Pull out every line of the items below and reproduce each one unchanged, from first to last.

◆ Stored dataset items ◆
##########
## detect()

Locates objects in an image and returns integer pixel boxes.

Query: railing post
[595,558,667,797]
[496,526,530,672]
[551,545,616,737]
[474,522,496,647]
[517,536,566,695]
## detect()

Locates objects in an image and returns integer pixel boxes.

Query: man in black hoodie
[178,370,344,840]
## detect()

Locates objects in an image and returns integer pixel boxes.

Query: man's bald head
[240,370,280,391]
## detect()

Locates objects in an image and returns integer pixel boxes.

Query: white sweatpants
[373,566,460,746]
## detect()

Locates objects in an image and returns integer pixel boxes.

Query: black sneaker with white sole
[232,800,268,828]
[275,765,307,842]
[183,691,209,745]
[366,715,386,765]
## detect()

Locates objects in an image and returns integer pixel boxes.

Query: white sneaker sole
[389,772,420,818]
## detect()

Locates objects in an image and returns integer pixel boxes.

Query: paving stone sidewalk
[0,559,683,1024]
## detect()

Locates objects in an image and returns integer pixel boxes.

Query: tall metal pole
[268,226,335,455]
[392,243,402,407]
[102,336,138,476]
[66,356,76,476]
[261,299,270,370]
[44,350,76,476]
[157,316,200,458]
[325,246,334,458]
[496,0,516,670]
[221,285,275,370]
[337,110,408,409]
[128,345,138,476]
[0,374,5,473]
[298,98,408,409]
##########
◆ FULL SOLUTION ◆
## detect()

Locates objects in an image and returns integer pixel boxes.

Query: railing post
[595,558,667,797]
[496,526,530,672]
[551,545,616,737]
[474,522,496,647]
[517,536,566,695]
## detect()

Locates objects in an image and returns integer pixel boxes.

Query: man in black hoodie
[178,370,344,840]
## detect()

Locates objects in an image and returns integer pixel boxes.

Query: man's bald head
[240,370,280,391]
## detect()

Locates objects in an image and returns integer pixel boxes.

Query: white sweatpants
[373,566,460,746]
## detect()

Locates objects in an image and returns integer pixel boxes.

Query: black sneaker with white sole
[232,800,268,828]
[275,765,307,842]
[183,691,209,745]
[366,715,386,765]
## detect()

Locates objects in an image and returns integer pixel boxes.

Query: white sneaker sole
[389,772,420,818]
## detect()

Locates objects in an image and returns integer pixel boxes.

Query: paving stone sidewalk
[0,559,683,1024]
## detect()

Locates objects in an image and returns integer pixel boxes.

Query: tall metal pole
[268,226,335,455]
[392,243,402,407]
[102,336,138,476]
[66,356,76,476]
[261,299,270,370]
[44,350,76,476]
[157,316,200,458]
[325,246,334,458]
[496,0,516,670]
[221,285,275,370]
[337,110,408,409]
[128,345,138,476]
[0,374,5,473]
[298,98,408,409]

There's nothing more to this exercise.